- _Given problem_
How many lines in the entries below contain the string "yellow"? Reply with the number alone.

* START Input rows *

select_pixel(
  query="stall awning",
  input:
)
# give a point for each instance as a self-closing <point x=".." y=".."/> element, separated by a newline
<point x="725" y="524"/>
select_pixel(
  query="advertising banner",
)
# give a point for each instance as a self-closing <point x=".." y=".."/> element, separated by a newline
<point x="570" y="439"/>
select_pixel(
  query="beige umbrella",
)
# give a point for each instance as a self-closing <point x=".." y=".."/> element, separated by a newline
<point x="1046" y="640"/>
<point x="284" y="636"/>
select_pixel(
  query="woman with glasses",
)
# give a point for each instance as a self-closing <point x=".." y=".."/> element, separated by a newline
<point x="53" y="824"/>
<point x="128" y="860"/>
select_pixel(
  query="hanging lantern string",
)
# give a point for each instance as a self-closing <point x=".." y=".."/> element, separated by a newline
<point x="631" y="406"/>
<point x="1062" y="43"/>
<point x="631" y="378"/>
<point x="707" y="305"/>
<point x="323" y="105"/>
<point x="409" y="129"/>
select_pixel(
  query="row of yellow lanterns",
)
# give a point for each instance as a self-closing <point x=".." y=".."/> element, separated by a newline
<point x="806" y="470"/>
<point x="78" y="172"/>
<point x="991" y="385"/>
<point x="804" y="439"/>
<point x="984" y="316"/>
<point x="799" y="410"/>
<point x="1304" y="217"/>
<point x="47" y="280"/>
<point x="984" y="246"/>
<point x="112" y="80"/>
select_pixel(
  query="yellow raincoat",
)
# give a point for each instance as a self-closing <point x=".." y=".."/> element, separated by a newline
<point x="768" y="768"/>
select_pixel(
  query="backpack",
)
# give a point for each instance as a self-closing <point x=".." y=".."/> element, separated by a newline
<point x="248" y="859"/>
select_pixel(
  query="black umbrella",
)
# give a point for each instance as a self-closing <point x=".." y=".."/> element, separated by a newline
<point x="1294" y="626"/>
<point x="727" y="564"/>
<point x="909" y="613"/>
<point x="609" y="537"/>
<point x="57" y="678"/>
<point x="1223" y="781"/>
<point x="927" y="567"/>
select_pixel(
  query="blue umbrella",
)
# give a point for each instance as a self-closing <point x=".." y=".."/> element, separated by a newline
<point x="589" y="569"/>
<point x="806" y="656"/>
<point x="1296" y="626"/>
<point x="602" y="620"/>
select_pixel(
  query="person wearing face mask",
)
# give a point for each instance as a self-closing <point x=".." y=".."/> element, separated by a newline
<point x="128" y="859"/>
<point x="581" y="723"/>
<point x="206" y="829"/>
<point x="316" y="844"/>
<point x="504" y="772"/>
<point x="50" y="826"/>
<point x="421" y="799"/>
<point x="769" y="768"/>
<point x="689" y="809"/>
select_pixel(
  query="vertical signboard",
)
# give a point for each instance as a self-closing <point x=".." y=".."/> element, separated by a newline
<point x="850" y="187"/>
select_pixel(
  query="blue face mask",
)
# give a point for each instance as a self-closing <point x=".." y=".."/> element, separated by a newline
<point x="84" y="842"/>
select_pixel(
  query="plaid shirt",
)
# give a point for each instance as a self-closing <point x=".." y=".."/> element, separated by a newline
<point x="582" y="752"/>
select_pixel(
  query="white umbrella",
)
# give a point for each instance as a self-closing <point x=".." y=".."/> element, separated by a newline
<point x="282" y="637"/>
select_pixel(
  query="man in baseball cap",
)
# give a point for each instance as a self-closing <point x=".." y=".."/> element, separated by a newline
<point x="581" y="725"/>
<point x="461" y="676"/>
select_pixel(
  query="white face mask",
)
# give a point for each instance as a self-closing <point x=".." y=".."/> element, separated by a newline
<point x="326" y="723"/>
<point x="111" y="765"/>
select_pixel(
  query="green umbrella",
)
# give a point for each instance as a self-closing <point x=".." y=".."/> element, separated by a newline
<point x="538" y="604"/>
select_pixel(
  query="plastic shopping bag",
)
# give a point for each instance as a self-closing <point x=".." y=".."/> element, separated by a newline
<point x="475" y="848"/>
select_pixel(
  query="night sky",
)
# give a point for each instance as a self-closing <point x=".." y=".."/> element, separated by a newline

* END Input rows *

- _Response to the task_
2